Dataset excerpts:
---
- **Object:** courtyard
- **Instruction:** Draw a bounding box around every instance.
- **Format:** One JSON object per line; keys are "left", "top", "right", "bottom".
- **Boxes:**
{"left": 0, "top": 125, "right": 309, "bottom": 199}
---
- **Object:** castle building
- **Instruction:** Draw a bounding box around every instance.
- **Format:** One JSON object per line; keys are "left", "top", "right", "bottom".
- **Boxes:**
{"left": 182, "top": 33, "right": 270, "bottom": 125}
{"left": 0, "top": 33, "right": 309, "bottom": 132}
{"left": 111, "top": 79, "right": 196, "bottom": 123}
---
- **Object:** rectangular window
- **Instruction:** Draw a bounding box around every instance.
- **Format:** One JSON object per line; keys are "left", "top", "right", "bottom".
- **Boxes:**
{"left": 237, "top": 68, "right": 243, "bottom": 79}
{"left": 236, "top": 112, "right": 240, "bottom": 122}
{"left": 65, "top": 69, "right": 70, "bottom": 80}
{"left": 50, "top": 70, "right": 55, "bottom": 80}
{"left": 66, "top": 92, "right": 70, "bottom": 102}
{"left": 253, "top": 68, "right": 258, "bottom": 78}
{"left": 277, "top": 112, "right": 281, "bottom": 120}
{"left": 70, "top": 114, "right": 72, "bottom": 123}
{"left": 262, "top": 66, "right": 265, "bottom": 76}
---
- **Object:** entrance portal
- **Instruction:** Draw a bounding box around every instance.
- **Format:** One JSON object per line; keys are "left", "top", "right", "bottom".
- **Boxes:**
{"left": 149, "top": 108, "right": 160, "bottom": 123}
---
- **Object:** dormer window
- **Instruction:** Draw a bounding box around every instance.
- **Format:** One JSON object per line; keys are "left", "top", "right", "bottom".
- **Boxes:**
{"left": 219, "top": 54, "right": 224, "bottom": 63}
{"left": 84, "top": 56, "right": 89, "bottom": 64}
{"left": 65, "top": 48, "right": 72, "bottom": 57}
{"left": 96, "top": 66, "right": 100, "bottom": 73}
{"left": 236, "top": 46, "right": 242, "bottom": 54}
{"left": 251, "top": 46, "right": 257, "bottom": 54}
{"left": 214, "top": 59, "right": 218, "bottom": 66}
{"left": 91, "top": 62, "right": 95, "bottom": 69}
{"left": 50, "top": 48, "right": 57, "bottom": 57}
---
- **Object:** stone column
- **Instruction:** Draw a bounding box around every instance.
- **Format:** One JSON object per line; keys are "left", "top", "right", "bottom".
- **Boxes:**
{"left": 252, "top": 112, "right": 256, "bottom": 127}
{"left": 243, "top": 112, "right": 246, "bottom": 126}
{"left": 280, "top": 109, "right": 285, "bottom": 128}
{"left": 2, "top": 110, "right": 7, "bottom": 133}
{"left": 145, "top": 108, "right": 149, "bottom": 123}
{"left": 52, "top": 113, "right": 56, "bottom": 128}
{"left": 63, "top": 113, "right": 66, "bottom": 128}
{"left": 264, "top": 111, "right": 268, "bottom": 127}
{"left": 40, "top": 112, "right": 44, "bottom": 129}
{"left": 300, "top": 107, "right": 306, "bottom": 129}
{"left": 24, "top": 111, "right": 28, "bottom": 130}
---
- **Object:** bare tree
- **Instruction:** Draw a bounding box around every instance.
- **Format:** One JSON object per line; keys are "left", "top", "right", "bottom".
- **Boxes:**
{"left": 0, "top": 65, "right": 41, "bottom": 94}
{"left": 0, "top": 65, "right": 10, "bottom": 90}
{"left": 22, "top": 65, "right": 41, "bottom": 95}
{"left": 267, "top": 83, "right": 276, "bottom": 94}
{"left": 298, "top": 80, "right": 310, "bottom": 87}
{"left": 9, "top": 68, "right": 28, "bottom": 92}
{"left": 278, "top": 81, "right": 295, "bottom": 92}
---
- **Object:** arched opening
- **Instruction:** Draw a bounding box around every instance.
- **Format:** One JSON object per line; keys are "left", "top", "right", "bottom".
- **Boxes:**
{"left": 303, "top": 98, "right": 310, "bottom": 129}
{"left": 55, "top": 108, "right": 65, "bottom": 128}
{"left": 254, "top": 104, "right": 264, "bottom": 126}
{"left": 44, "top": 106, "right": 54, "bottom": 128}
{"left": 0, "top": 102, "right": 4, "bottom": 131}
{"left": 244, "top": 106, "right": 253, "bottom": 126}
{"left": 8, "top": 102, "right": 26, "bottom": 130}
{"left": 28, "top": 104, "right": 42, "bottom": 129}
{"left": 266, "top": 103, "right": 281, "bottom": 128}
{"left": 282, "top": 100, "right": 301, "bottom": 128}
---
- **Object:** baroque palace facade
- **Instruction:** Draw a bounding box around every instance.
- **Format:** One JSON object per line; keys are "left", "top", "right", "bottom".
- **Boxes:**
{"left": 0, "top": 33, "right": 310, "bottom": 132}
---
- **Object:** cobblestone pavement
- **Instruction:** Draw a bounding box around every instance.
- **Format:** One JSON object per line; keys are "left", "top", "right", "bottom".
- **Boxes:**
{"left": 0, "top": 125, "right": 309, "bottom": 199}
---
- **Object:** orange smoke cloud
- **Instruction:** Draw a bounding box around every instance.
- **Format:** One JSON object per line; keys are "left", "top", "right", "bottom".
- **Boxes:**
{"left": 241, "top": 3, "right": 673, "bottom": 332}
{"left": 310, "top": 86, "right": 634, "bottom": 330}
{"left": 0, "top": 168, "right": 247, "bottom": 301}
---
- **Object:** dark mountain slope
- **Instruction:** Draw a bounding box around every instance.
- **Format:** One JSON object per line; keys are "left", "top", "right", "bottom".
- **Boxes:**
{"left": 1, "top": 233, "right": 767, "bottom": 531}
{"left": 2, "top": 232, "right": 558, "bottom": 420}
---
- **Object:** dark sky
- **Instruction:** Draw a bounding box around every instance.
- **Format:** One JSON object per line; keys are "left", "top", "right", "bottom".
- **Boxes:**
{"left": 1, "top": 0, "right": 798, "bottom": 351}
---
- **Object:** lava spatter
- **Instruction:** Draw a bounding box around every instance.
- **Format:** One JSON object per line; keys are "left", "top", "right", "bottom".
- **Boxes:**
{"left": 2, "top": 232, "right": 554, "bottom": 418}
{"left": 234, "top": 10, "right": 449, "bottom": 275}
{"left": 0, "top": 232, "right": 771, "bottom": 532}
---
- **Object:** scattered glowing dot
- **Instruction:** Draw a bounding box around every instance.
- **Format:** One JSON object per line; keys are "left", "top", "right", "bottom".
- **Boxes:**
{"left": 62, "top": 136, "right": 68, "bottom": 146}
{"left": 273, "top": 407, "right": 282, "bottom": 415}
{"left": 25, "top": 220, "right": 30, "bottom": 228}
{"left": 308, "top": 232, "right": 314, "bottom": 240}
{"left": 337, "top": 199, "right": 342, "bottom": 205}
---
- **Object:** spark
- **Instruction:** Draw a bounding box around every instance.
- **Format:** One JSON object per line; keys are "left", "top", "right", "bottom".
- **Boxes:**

**Required action:**
Give back every line of the data above exactly as written.

**Exercise response:**
---
- **Object:** courtyard
- **Instruction:** Draw a bounding box around every instance.
- **Format:** One JSON object per line; keys are "left", "top", "right", "bottom".
- **Boxes:**
{"left": 0, "top": 125, "right": 309, "bottom": 199}
---
- **Object:** castle building
- **Instruction:** Draw a bounding box around every instance.
- **Format:** One JSON object per line; keys are "left", "top", "right", "bottom".
- **Boxes:**
{"left": 182, "top": 33, "right": 270, "bottom": 125}
{"left": 0, "top": 33, "right": 309, "bottom": 132}
{"left": 111, "top": 79, "right": 196, "bottom": 123}
---
- **Object:** rectangular window
- **Instruction:** Draw a bounding box around every instance.
- **Format:** One JSON object per line; keys are "left", "top", "right", "bottom".
- **Boxes:**
{"left": 237, "top": 68, "right": 243, "bottom": 79}
{"left": 236, "top": 112, "right": 240, "bottom": 122}
{"left": 65, "top": 69, "right": 70, "bottom": 80}
{"left": 50, "top": 70, "right": 55, "bottom": 80}
{"left": 66, "top": 92, "right": 70, "bottom": 102}
{"left": 253, "top": 68, "right": 258, "bottom": 78}
{"left": 277, "top": 112, "right": 281, "bottom": 120}
{"left": 70, "top": 114, "right": 72, "bottom": 123}
{"left": 262, "top": 66, "right": 265, "bottom": 76}
---
- **Object:** entrance portal
- **Instruction:** Draw a bounding box around every instance.
- **Format:** One JSON object per line; keys are "left", "top", "right", "bottom".
- **Boxes:**
{"left": 149, "top": 108, "right": 160, "bottom": 123}
---
- **Object:** dormer window
- **Instruction:** Draw a bounding box around every instance.
- **Format:** One JSON object per line; keys are "left", "top", "right", "bottom".
- **Boxes:**
{"left": 219, "top": 54, "right": 224, "bottom": 63}
{"left": 84, "top": 56, "right": 89, "bottom": 64}
{"left": 65, "top": 48, "right": 72, "bottom": 57}
{"left": 96, "top": 66, "right": 100, "bottom": 73}
{"left": 236, "top": 46, "right": 242, "bottom": 54}
{"left": 251, "top": 46, "right": 257, "bottom": 54}
{"left": 214, "top": 59, "right": 218, "bottom": 66}
{"left": 91, "top": 62, "right": 95, "bottom": 69}
{"left": 50, "top": 48, "right": 57, "bottom": 57}
---
- **Object:** stone column
- **Instruction:** Draw a bounding box around every instance.
- **Format:** One JSON object per line; keys are "left", "top", "right", "bottom".
- **Boxes:**
{"left": 252, "top": 112, "right": 256, "bottom": 127}
{"left": 243, "top": 112, "right": 246, "bottom": 126}
{"left": 280, "top": 109, "right": 285, "bottom": 128}
{"left": 2, "top": 110, "right": 7, "bottom": 133}
{"left": 145, "top": 108, "right": 149, "bottom": 123}
{"left": 52, "top": 113, "right": 56, "bottom": 128}
{"left": 63, "top": 113, "right": 66, "bottom": 128}
{"left": 264, "top": 111, "right": 268, "bottom": 127}
{"left": 40, "top": 112, "right": 44, "bottom": 129}
{"left": 300, "top": 107, "right": 306, "bottom": 129}
{"left": 24, "top": 111, "right": 28, "bottom": 130}
---
- **Object:** bare tree
- **Instruction:** Draw a bounding box around every instance.
- **Format:** One JSON object per line; keys are "left", "top", "right", "bottom".
- **Boxes:**
{"left": 0, "top": 65, "right": 41, "bottom": 94}
{"left": 0, "top": 65, "right": 10, "bottom": 90}
{"left": 22, "top": 65, "right": 41, "bottom": 95}
{"left": 267, "top": 83, "right": 276, "bottom": 94}
{"left": 298, "top": 80, "right": 310, "bottom": 87}
{"left": 9, "top": 68, "right": 28, "bottom": 92}
{"left": 278, "top": 81, "right": 295, "bottom": 92}
---
- **Object:** arched opening
- **Instruction:** Draw a bounding box around every instance.
- **Format:** One JSON object per line; keys are "left", "top", "right", "bottom".
- **Boxes:**
{"left": 303, "top": 98, "right": 310, "bottom": 129}
{"left": 55, "top": 108, "right": 65, "bottom": 128}
{"left": 254, "top": 104, "right": 264, "bottom": 126}
{"left": 44, "top": 106, "right": 54, "bottom": 128}
{"left": 0, "top": 102, "right": 4, "bottom": 131}
{"left": 244, "top": 106, "right": 253, "bottom": 126}
{"left": 8, "top": 102, "right": 26, "bottom": 130}
{"left": 28, "top": 104, "right": 42, "bottom": 129}
{"left": 266, "top": 103, "right": 281, "bottom": 128}
{"left": 282, "top": 100, "right": 301, "bottom": 128}
---
- **Object:** baroque palace facade
- **Instruction:** Draw a bounding box around every instance.
- **Format:** One JSON object per line; keys are "left", "top", "right", "bottom".
- **Boxes:**
{"left": 0, "top": 33, "right": 310, "bottom": 132}
---
- **Object:** cobblestone pavement
- **Instruction:** Draw a bounding box around every instance.
- **Format:** One JSON object per line; keys are "left", "top", "right", "bottom".
- **Boxes:**
{"left": 0, "top": 125, "right": 309, "bottom": 199}
---
- **Object:** orange smoke cloud
- **Instruction:** Draw a bounding box around every instance.
- **Format:** One JSON object per line; keys are "left", "top", "right", "bottom".
- **Boxes:**
{"left": 241, "top": 3, "right": 673, "bottom": 332}
{"left": 310, "top": 86, "right": 634, "bottom": 330}
{"left": 0, "top": 168, "right": 247, "bottom": 301}
---
- **Object:** dark mountain slope
- **Instruction:** Draw a bounding box around every instance.
- **Format:** One JSON object per line; keys are "left", "top", "right", "bottom".
- **Boxes:**
{"left": 1, "top": 233, "right": 767, "bottom": 531}
{"left": 2, "top": 232, "right": 558, "bottom": 420}
---
- **Object:** dark sky
- **Instruction:** Draw a bounding box around every instance.
- **Format:** One JSON object per line; keys are "left", "top", "right", "bottom".
- **Boxes:**
{"left": 1, "top": 0, "right": 798, "bottom": 351}
---
- **Object:** lava spatter
- **Instruction:** Draw a bounding box around every instance.
- **Format:** One JSON object per line; keys are "left", "top", "right", "bottom".
- **Boxes:**
{"left": 2, "top": 232, "right": 554, "bottom": 418}
{"left": 234, "top": 10, "right": 449, "bottom": 275}
{"left": 0, "top": 232, "right": 771, "bottom": 532}
---
- **Object:** scattered glowing dot
- **Instruction:** Draw a bounding box around every instance.
- **Format:** One JSON object per line; keys are "left", "top", "right", "bottom".
- **Boxes:**
{"left": 62, "top": 136, "right": 68, "bottom": 146}
{"left": 273, "top": 407, "right": 282, "bottom": 415}
{"left": 25, "top": 220, "right": 30, "bottom": 228}
{"left": 308, "top": 232, "right": 314, "bottom": 240}
{"left": 337, "top": 199, "right": 342, "bottom": 205}
---
- **Object:** spark
- **Instruction:** Draw a bounding box around every instance.
- **Format:** One JSON object per line; keys are "left", "top", "right", "bottom".
- **Boxes:**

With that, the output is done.